**Instructions:**
1. Condense the paragraph of the commentary on Virginia's art therapist licensing bill that begins "It might soon be impossible" into a shorter version, keeping its main facts.
2. Extend the commentary on Virginia's art therapist licensing bill, picking up right after its final sentence.

**Supplied text:**
In the Oscar award winning film Parasite, the character Kim Ki-jeong, an artistic young woman in need of money, masquerades as an art therapist so that she can charge more for the art tutoring she is providing to the difficult young son of a wealthy family.
And the scam works. When Ki-jeong offers outlandish interpretations of the troubled child’s “work,” the child’s mother eats up every word. She even buys into the notion that the bottom right portion of a painting is where “psychotic symptoms often reveal themselves.”
It might soon be impossible for a similar con to occur in the state of Virginia. Or that’s what regulators there probably want to you think. Apparently motivated by a study that casts the “toxic chemicals” in glue and the “sharp edges” of scissors as potential perils in the hands of the untrained, the state’s senate has passed legislation that would require art therapists there to be licensed.
The bill must still get through Virginia’s state Assembly to become law, but even if it does, it will be unlikely to deter the Ki-jeongs of the world — tricksters who are content to skillfully forge any required documents to land a job.
Still, Virginia had to do something. A scourge of unqualified art therapists there were … actually, it’s not clear there was any problem with unqualified art therapists in Virginia. No tales have been reported of unsuspecting clients being poisoned by toxic glue chemicals or maimed by sharp scissors — or even swindled Parasite-style into questionable psychological conclusions about the mental state of their offspring.

(Items from a data source)
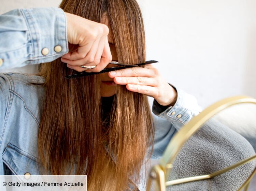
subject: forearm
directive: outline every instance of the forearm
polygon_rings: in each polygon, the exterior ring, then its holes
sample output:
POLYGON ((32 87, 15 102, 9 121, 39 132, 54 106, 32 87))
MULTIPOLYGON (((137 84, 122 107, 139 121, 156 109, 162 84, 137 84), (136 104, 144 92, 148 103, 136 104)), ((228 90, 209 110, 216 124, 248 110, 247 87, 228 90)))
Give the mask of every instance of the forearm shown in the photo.
POLYGON ((68 52, 61 9, 17 9, 0 15, 1 70, 51 62, 68 52))

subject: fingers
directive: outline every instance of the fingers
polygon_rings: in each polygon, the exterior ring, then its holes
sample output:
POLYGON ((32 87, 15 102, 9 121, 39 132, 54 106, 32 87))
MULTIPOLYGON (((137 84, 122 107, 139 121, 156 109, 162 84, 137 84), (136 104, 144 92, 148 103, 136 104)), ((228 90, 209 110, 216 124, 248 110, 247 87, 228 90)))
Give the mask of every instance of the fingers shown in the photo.
MULTIPOLYGON (((100 51, 99 51, 99 52, 100 51)), ((100 54, 99 53, 99 55, 100 54)), ((86 71, 86 72, 98 72, 106 67, 106 66, 112 60, 112 55, 111 55, 110 48, 108 40, 108 38, 106 38, 104 45, 104 48, 102 53, 102 55, 100 58, 100 63, 97 65, 95 68, 93 69, 90 69, 86 71)))
POLYGON ((62 56, 61 61, 79 72, 85 70, 80 67, 82 65, 96 66, 91 71, 100 71, 112 59, 108 41, 108 27, 75 15, 65 14, 70 52, 62 56))
POLYGON ((158 71, 156 69, 152 66, 147 67, 150 68, 133 67, 113 71, 109 73, 109 76, 111 78, 115 76, 153 77, 158 75, 158 71))
POLYGON ((115 77, 114 81, 117 84, 125 85, 137 84, 157 87, 158 85, 157 79, 143 77, 115 77))
POLYGON ((131 91, 143 93, 153 97, 157 96, 158 92, 157 88, 147 86, 127 84, 126 85, 126 88, 131 91))

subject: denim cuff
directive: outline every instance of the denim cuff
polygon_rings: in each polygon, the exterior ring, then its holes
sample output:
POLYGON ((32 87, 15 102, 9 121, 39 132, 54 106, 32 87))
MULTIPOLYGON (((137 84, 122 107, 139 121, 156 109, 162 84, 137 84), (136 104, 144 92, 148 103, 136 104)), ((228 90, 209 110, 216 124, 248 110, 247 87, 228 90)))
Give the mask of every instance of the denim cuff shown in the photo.
POLYGON ((37 8, 21 10, 31 36, 33 51, 28 59, 32 60, 31 64, 51 62, 68 52, 67 20, 61 9, 37 8), (59 48, 57 51, 55 50, 56 46, 59 48), (45 54, 46 52, 48 53, 45 54))
POLYGON ((173 106, 168 107, 161 105, 154 99, 152 110, 155 115, 168 120, 179 130, 193 117, 198 115, 202 109, 195 97, 169 84, 177 91, 176 102, 173 106))

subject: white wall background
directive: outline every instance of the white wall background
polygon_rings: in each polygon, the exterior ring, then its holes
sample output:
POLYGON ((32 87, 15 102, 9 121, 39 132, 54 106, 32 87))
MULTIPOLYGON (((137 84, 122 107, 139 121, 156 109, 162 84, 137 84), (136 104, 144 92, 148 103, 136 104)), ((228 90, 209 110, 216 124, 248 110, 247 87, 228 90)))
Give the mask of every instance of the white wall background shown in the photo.
MULTIPOLYGON (((233 96, 256 98, 256 1, 138 1, 148 59, 160 62, 155 65, 169 82, 195 96, 203 107, 233 96)), ((0 14, 60 2, 0 0, 0 14)))

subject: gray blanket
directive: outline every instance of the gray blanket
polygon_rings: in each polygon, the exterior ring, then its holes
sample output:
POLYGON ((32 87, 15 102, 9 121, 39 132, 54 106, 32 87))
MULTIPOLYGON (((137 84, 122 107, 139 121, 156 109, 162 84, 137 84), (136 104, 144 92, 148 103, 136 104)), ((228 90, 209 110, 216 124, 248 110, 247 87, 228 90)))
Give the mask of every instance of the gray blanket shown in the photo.
MULTIPOLYGON (((186 142, 168 179, 210 174, 255 154, 252 145, 243 136, 211 120, 186 142)), ((167 190, 237 190, 256 165, 254 161, 212 179, 169 186, 167 190)))

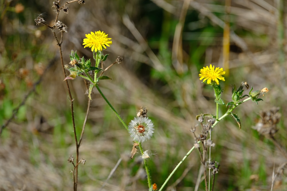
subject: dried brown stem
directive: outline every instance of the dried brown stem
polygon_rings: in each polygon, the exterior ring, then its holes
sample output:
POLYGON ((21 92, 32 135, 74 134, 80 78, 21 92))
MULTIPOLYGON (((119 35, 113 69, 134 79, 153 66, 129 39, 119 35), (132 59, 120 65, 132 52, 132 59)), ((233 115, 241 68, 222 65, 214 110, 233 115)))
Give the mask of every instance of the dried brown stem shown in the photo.
POLYGON ((91 105, 91 100, 90 99, 88 99, 88 107, 87 109, 87 113, 86 113, 86 117, 85 118, 85 120, 84 121, 84 123, 83 125, 83 128, 82 129, 82 132, 81 133, 81 136, 80 137, 80 140, 79 141, 79 144, 78 145, 78 147, 79 147, 81 145, 81 142, 82 141, 82 139, 83 138, 83 136, 84 134, 84 131, 85 131, 85 127, 86 126, 86 124, 87 123, 87 120, 88 120, 88 116, 89 115, 89 113, 90 112, 90 106, 91 105))
POLYGON ((28 98, 29 97, 29 96, 30 96, 30 95, 32 94, 32 93, 35 91, 36 90, 36 87, 37 87, 37 86, 39 85, 42 81, 42 80, 43 79, 43 77, 44 75, 44 74, 47 73, 47 71, 48 70, 48 69, 55 63, 57 59, 57 57, 55 57, 50 61, 49 64, 45 69, 45 70, 44 70, 44 72, 43 73, 43 74, 40 76, 40 77, 39 78, 39 79, 38 80, 33 84, 33 88, 32 88, 32 89, 30 90, 30 91, 29 91, 29 92, 28 92, 28 93, 27 94, 27 95, 26 95, 24 97, 23 99, 23 100, 22 101, 22 102, 21 102, 21 103, 19 105, 18 105, 17 107, 16 108, 14 109, 14 110, 13 110, 13 112, 12 113, 12 115, 11 117, 10 117, 10 118, 9 118, 9 119, 8 119, 7 121, 6 121, 6 122, 5 123, 2 125, 2 126, 1 126, 1 129, 0 129, 0 136, 1 136, 1 135, 2 134, 2 132, 3 131, 3 129, 8 126, 10 123, 12 121, 12 120, 15 117, 15 116, 16 114, 18 113, 18 111, 19 111, 20 108, 21 107, 21 106, 24 105, 25 104, 25 103, 26 103, 26 101, 27 101, 28 98))

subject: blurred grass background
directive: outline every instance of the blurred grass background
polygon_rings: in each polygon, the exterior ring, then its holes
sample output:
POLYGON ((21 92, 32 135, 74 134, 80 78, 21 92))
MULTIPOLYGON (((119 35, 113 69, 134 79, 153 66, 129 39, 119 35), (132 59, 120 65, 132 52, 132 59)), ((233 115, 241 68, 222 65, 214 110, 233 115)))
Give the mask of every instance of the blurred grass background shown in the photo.
MULTIPOLYGON (((226 103, 231 100, 232 86, 242 81, 255 89, 270 90, 258 105, 250 102, 236 109, 241 130, 228 117, 212 131, 216 146, 212 160, 221 165, 215 190, 270 190, 273 171, 286 159, 251 127, 260 111, 280 107, 282 117, 276 138, 286 148, 284 1, 86 1, 69 5, 68 14, 60 13, 59 20, 68 27, 62 46, 64 62, 69 62, 71 49, 92 57, 90 50, 82 45, 85 34, 100 30, 112 38, 112 45, 105 51, 110 54, 105 66, 119 56, 124 61, 105 72, 112 80, 99 85, 127 123, 141 106, 148 108, 155 130, 143 146, 156 153, 148 161, 153 183, 161 186, 193 146, 190 130, 197 124, 195 116, 215 112, 213 90, 198 77, 200 69, 211 64, 228 72, 221 85, 226 103)), ((53 22, 52 2, 2 0, 0 4, 1 125, 43 75, 0 137, 1 190, 73 189, 72 166, 67 160, 75 155, 75 147, 59 50, 50 29, 36 26, 34 20, 44 13, 47 22, 53 22)), ((69 82, 79 135, 88 98, 82 79, 69 82)), ((98 93, 94 93, 80 147, 79 157, 87 162, 79 167, 79 190, 99 190, 121 157, 123 160, 102 190, 147 190, 139 155, 132 160, 127 156, 132 139, 98 93)), ((226 110, 222 107, 220 114, 226 110)), ((200 166, 196 151, 165 189, 194 190, 200 166)), ((274 190, 286 190, 286 181, 285 176, 278 177, 274 190)), ((204 188, 203 182, 199 190, 204 188)))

**Answers for the tasks:**
1. Virginia regulators probably want people to think that a con like the one in Parasite could soon become impossible in the state. Apparently prompted by a study that presents the "toxic chemicals" in glue and the "sharp edges" of scissors as potential dangers in untrained hands, the state senate has passed legislation requiring art therapists in Virginia to be licensed.

2.
In Virginia, as in Canada and the over 40 American states that don’t require licensure of art therapists, the field of art therapy has until recently been an informal practice with few if any ill effects to the public. Nonetheless, those who would like to hire only art therapists with graduate-level training in art therapy can always look to the profession’s self-regulatory bodies.
Setting her forgery skills aside (which are already covered by laws against fraud), Ki-jeong wouldn’t qualify for membership in either of the profession’s North American membership bodies, the American Art Therapy Association or the Canadian Art Therapy Association.
So why is Virginia’s government attempting to get involved in a field that isn’t causing the public problems? The same reason governments get involved in so many occupations that are not dangerous, from hair-braiding to flower-arranging: protectionism.
Andrew Wimer, assistant communications director for Washington-D.C.-based non-profit law firm the Institute for Justice, explains.
“Art therapists may be quite loud in asking for the state to regulate them because that small group will benefit by having the government protect them from competition,” Wimer writes in Forbes.
However, the aforementioned “Virginia study considering the need for a license cites no instances of fraudulent art therapy or individuals harmed by inexpertly performed art therapy.”
(The study does note that “objects such as clay, if thrown, could be considered potentially dangers (sic).”)
Usually, the introduction of licensing requirements for service occupations drives up the costs of the services being offered. Given how difficult it can be for people in both the United States and Canada to afford psychologists and other therapists, it would be a shame to price potential patients out of the market for an alternative or supplemental therapy that could do them real good.
We don’t want people with problems to end up being treated by someone like Ki-jeong (though her prices would likely be too high for the majority anyway).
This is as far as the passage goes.